(AKAD20) Objekte und Identität(en) - eine Einführung in Symboltheorien

Psychoanalyse – Philosophie – Soziologie

Symbole bestimmen unbemerkt unser Leben. Die Art, wie wir uns kleiden, wie wir wohnen, welche Fortbewegungsmittel welcher Marken wir nutzen, sind Ausdruck von Symbolen, die sich je nach Kultur, Nation, Landschaften unterscheiden. Wir leben in einer Kultur, die Konsum (Kauf von Objekten als Symbole des Prestiges) zur Normalität erhoben hat. Dennoch gibt es Symbole jenseits des Konsumdenkens, die identitätsstiftend sind.
 

Ausgangsfragen

  • Können Objekte identitätsbildend sein?
  • Wie verändern Objekte als Symbole die Weltsicht?
  • Wie beeinflussen Symbole unsere Wahrnehmung?
  • Wie hängen äußere Objekte und Sozialstrukturen zusammen?
     

Diesen Fragen wird mit drei unterschiedlichen wissenschaftlichen Disziplinen nachgegangen. Allen gemein ist, dass sie den Zugang zur Welt über das Verstehen suchen. Donald W. Winnicott macht in seinen frühen Untersuchungen (1971) deutlich, dass ein Spielzeug (Teddybär oder Schmusetuch) dem Baby das Schlafen erleichtert. Er geht noch weiter und formuliert, dass ein Teddy ein „Übergangsobjekt“ (von der Mutter zum Objekt) sei und eine Vorstufe des Spielens und der kreativen Entwicklung. Mit Textauszügen werden wir der kreativen Entwicklung eines Kindes nachgehen.

Tilmann Habermas (der Sohn des Philosophen) nimmt diesen Faden auf, erweitert die freudsche These, dass nur Menschen Liebesobjekte sein könnten. Er macht deutlich, dass auch Dinge, Objekte, geliebt werden können und zur Identitätsbildung beitragen. Er benutzt hier den Begriff des Symbols als Instrument der Identitätsbildung, geht dabei noch weiter: Nicht nur Dinge, Objekte sind Symbole, auch Orte, Räume und Religionen können zur Identität beitragen. Raum, Identität und Macht sind Themen, die es zu reflektieren gilt. Habermas handelt das im Rahmen der jugendlichen Entwicklung ab, im Seminar werden seine Ausführungen erweitert um das Thema „Raum und Alter“.

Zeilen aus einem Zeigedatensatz
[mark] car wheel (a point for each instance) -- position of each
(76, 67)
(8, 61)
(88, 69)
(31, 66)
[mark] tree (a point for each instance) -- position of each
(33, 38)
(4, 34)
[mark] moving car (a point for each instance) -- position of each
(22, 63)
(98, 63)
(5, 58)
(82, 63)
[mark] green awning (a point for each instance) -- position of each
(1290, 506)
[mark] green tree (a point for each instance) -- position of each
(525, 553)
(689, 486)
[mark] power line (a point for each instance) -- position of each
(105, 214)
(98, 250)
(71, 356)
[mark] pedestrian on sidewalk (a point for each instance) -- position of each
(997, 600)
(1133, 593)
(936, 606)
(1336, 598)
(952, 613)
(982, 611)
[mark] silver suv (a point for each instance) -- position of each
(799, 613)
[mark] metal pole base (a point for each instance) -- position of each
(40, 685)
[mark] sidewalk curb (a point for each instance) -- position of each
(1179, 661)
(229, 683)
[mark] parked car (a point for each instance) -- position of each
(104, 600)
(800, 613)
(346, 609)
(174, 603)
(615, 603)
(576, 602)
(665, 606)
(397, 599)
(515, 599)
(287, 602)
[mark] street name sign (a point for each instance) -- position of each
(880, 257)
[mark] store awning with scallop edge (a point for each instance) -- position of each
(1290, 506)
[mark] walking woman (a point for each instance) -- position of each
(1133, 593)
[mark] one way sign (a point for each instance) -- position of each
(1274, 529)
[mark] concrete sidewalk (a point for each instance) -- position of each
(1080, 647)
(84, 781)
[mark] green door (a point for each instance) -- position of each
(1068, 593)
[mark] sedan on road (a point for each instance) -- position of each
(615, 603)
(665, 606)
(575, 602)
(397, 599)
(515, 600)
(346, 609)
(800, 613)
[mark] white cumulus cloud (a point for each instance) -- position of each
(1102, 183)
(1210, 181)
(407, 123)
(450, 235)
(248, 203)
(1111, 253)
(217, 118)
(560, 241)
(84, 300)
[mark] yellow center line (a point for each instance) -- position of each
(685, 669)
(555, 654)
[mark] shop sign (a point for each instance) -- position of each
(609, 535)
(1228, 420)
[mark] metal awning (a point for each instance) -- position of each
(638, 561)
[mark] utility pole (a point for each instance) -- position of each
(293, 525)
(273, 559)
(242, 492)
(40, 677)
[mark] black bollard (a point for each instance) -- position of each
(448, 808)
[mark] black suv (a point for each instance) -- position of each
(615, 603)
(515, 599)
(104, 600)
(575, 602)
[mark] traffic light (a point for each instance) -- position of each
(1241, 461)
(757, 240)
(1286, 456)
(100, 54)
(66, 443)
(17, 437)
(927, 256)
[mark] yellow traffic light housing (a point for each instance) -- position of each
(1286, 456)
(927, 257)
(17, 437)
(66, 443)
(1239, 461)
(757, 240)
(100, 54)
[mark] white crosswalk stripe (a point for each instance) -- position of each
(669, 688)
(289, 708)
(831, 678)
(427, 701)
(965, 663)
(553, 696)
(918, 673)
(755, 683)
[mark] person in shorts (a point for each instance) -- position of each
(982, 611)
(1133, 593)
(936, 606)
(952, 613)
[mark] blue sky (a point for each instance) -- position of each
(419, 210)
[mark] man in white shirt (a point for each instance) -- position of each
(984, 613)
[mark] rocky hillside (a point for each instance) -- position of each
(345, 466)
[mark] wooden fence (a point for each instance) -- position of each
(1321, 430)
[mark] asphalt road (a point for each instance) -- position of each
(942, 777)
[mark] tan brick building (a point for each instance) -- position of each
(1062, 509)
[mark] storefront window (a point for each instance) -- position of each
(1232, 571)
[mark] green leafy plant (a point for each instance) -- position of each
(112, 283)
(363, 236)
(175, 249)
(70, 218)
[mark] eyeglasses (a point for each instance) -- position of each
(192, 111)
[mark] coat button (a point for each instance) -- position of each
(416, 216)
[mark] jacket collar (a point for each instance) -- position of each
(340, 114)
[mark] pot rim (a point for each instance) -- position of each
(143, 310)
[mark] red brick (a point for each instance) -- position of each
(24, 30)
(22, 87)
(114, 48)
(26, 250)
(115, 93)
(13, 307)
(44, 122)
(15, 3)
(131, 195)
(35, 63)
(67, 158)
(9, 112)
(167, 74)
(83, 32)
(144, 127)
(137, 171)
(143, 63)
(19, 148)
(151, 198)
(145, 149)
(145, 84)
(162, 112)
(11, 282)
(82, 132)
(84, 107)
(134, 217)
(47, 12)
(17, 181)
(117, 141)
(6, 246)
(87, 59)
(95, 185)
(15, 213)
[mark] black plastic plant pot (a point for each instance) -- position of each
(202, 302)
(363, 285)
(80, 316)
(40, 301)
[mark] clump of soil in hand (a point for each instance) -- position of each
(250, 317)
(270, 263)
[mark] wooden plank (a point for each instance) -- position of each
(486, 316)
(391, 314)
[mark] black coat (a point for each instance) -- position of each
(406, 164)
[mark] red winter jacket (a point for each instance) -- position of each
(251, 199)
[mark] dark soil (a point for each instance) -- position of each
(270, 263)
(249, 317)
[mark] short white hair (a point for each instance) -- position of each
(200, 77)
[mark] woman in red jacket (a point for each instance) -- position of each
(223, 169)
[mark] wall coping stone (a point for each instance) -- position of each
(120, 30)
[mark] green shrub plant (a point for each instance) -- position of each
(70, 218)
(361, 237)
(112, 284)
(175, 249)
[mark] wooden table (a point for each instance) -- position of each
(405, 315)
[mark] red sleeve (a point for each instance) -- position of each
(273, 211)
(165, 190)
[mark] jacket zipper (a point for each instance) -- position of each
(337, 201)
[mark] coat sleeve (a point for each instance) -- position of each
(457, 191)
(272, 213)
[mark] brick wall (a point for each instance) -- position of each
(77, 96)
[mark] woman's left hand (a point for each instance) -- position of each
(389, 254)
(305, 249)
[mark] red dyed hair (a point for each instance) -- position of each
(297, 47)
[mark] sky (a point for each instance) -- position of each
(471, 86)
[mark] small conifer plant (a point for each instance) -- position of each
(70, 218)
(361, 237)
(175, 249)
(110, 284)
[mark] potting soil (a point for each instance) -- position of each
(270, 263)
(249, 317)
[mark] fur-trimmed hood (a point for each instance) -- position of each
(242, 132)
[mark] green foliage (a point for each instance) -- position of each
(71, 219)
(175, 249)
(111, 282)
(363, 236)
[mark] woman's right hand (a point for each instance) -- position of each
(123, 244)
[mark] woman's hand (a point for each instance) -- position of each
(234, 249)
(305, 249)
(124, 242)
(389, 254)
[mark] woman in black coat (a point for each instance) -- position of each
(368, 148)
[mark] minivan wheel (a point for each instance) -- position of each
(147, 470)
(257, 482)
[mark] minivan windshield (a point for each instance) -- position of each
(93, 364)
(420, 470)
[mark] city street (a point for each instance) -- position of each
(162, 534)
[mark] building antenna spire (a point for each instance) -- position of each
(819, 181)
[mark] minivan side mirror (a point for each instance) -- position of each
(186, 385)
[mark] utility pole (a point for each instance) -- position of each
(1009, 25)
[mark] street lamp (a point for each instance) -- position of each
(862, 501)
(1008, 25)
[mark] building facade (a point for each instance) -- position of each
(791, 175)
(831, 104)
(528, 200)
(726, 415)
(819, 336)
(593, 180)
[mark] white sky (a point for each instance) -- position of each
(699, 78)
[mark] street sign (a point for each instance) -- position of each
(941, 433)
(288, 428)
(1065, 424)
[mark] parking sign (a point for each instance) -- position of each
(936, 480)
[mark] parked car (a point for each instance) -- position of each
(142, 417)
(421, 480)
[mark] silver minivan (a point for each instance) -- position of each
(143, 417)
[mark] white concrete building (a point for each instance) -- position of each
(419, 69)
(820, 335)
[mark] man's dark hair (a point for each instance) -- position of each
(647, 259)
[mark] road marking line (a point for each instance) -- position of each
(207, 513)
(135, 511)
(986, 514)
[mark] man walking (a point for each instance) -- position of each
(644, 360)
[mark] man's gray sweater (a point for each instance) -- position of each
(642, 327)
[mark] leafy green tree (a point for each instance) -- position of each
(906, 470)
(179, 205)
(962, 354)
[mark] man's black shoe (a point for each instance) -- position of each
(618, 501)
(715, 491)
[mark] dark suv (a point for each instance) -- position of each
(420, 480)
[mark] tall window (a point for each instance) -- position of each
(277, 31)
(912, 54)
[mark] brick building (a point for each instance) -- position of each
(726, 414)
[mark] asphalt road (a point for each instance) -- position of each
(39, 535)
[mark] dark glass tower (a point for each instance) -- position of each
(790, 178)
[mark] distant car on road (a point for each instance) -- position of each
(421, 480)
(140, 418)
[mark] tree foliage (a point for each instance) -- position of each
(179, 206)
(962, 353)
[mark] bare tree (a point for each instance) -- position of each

*Arbeitsaufträge*.
1. Übertragen Sie den folgenden Satz aus dem Text zu Symboltheorien ins Englische: „Wir leben in einer Kultur, die Konsum (Kauf von Objekten als Symbole des Prestiges) zur Normalität erhoben hat.“
2. Führen Sie sämtliche Ausgangsfragen auf, die der Text zu Symboltheorien nennt.
3. Beantworten Sie anhand des Textes zu Symboltheorien die folgenden Fragen:
(a) Welche drei Disziplinen stehen unter dem Titel?
(b) Aus welchem Jahr stammen Winnicotts frühe Untersuchungen?
(c) Um welches Thema werden die Ausführungen von Tilmann Habermas im Seminar erweitert?

*Lösungen je Aufgabe*.
1. We live in a culture that has made consumption (the purchase of objects as symbols of prestige) the norm.

2.
- Können Objekte identitätsbildend sein?
- Wie verändern Objekte als Symbole die Weltsicht?
- Wie beeinflussen Symbole unsere Wahrnehmung?
- Wie hängen äußere Objekte und Sozialstrukturen zusammen?

3.
(a) Psychoanalyse, Philosophie und Soziologie
(b) 1971
(c) „Raum und Alter“